Given records
== Segment start ==

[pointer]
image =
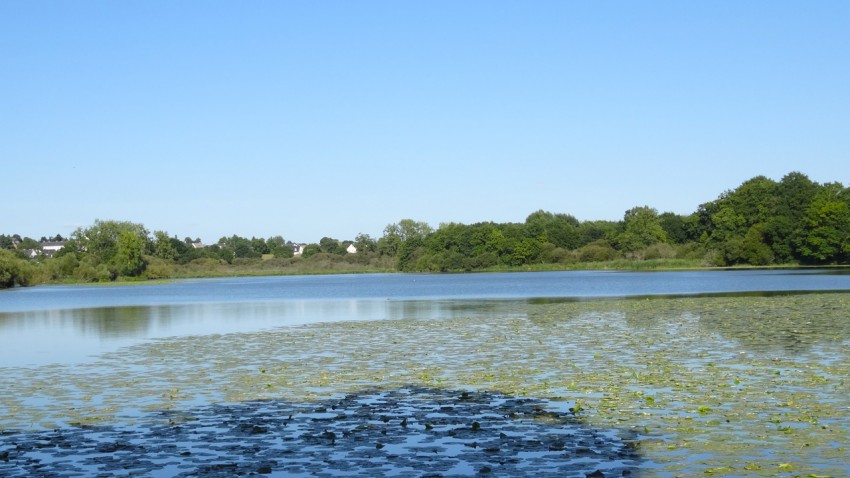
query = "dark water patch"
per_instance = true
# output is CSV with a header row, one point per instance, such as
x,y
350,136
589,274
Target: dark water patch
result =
x,y
410,431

== Segment end ==

What the task asks
In the entries above, find each line with the word "water" and return it.

Answer for this exercise
query = "dark water patch"
Target: dark water patch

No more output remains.